■ Task goal
Go over the data and keep only the lines that include "survey".

■ Data to use
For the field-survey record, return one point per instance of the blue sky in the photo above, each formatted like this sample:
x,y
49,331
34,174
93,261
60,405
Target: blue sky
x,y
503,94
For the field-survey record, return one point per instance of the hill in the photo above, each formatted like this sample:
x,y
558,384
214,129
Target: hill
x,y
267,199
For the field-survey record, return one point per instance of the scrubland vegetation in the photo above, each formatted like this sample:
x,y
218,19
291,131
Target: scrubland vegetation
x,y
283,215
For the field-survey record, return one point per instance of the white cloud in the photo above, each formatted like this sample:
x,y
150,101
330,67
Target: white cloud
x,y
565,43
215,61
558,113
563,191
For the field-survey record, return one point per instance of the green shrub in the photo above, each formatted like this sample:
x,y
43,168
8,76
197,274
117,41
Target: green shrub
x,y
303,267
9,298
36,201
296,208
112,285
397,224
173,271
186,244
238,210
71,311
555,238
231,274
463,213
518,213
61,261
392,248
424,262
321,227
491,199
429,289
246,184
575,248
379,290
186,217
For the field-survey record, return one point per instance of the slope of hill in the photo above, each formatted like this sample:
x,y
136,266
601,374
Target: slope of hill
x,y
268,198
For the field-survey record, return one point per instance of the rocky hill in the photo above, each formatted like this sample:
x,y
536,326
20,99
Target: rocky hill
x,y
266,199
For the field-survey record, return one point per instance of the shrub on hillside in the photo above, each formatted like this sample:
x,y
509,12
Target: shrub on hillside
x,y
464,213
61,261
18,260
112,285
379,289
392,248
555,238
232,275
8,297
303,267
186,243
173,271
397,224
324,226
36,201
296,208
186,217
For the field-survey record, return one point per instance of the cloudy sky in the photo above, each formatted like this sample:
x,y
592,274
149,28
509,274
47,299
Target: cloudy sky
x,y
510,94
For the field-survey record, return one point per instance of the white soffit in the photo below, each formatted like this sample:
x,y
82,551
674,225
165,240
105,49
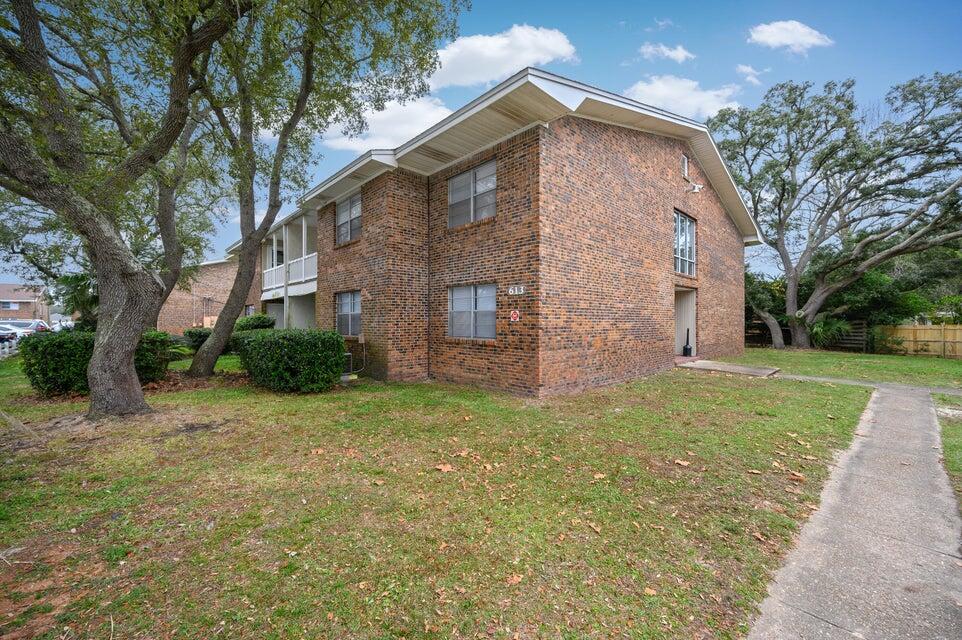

■ Completed exercise
For the field-survey record, return one point per instance of the blue sky in the photo above, each formatted like this sample:
For the field-survey record, return one point per instance of the hill in the photo above, each formatted like this sample:
For the field-survey record, return one point per instance of the scrubland vegetation in the photo above, each formatted like this sample:
For the field-survey record, return one point per instance of the white cloud in the photo above, each formatted like this sample:
For the field-survey record, return one point per instance of the green shrub in the photo above, each formatted like this sample:
For the field-survey record, return one point per instance of the slope of hill in the photo above, each formatted like this sample:
For the field-survey record, return one point per instance of the rocky hill in the photo above, each formatted like this sample:
For the field-survey record, return one point per instance of the shrub on hillside in the photo above, each formatted like this sample:
For the field-survey record, return one point per instance of the cloudy sky in the photo above, each formatted like this sample:
For the field-survey record, return one point per instance of the white soffit in the photo below, each formatted like this sample:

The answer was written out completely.